_Task goal:_ Write down each entry precisely as given.

_Data:_
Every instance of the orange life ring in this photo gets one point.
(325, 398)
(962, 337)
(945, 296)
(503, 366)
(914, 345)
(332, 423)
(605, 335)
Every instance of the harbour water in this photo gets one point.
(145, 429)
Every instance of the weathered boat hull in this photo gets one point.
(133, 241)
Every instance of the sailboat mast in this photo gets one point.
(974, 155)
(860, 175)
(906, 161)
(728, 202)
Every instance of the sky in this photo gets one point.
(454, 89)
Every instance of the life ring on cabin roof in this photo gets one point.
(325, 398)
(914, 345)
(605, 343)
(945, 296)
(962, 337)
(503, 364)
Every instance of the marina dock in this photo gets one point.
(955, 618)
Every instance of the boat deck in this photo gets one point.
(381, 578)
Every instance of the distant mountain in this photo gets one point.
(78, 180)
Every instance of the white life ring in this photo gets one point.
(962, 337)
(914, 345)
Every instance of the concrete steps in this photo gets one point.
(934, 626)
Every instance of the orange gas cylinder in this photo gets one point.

_Output of the task:_
Every instance of the orange life ring in this photo gets one point.
(325, 398)
(962, 337)
(945, 296)
(503, 366)
(914, 345)
(332, 423)
(605, 335)
Every instance of the harbour water in this photo gets one point.
(145, 429)
Every instance of the weathered boat hull in this photo gets one point.
(133, 241)
Every instance of the sailboat mast in this photo gets one point.
(974, 155)
(860, 175)
(906, 161)
(728, 202)
Every instance of the sky in this photo gets one point.
(454, 89)
Every instance of the life ring on cabin roof in this photo gets one point.
(325, 398)
(914, 345)
(605, 343)
(945, 296)
(962, 337)
(503, 364)
Every instance of the marina dock in this photo gets one point.
(955, 618)
Every instance of the boat deck in this photo gets one point.
(381, 578)
Every instance of the distant mountain in this photo gets one point.
(78, 180)
Every instance of the white life ring in this photo gets one point.
(962, 337)
(914, 345)
Every instance of the concrete steps in this photo gets one point.
(934, 626)
Every instance of the orange gas cylinder in this photo gets one point.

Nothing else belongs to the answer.